# Excerpt
::::::::::

# New Chloe Daria Bag



## kbell

I’m loving the look of this bag & can’t wait for more pics/info. Anyone else?


----------



## GemsBerry

I saw it and I thought it's a revamped Paraty.


----------



## MooMooVT

This caught my eye as well! Looking forward to more pics.


----------



## muggles

I like it’s looks! Caught my eye!


----------



## kbell

Looks like it comes in a smaller size too


----------



## Ilovemypurses$

Does anyone know when this bag will be available for purchase?  I have to have it.


----------



## Luna

so is anyone still interested in this style?  I've been waiting for it to be released... looks like it just popped up on a few retailers for pre-order... chloe says it will be available in like feb.


----------



## kbell

Luna said:


> so is anyone still interested in this style?  I've been waiting for it to be released... looks like it just popped up on a few retailers for pre-order... chloe says it will be available in like feb.


I love the smaller one but it’s only preorder in a lighter color I won’t use right now. I always hesitate with Chloe too because often sales come about - but I love the bag... and I’m on a self imposed bag ban at the moment.

::::::::::

# Dataset rows
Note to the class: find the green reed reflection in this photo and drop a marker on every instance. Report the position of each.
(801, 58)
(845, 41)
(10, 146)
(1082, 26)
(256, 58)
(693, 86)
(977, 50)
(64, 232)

::::::::::

# Directives
a: Reproduce the part of the Chloe Daria bag thread that opens at the words "Looks like it comes" and ends after "to have it.".
b: Write the next part of the Chloe Daria bag thread, picking up after its final post.

# Results by task
a:
Looks like it comes in a smaller size too


----------



## Ilovemypurses$

Does anyone know when this bag will be available for purchase?  I have to have it.

b:
----------



## Luv2Shop1

I love the look of this bag in this color! I am going to be at SCP so I'll pop by the boutique to see if it's in yet!




	

		
			
		

		
	
 I love the look of this bag! I am going to be at SCP so I'll pop by the boutique to see if it's in yet!


----------



## Luna

super curious to see it in person....


----------



## Luna

It finally showed up on chloe's website for preorder - available there in black and light cloud in the smaller size


----------



## Weiner

Luv2Shop1 said:


> I love the look of this bag in this color! I am going to be at SCP so I'll pop by the boutique to see if it's in yet!
> 
> View attachment 4650562
> View attachment 4650563
> 
> 
> 
> 
> 
> 
> 
> 
> 
> I love the look of this bag! I am going to be at SCP so I'll pop by the boutique to see if it's in yet!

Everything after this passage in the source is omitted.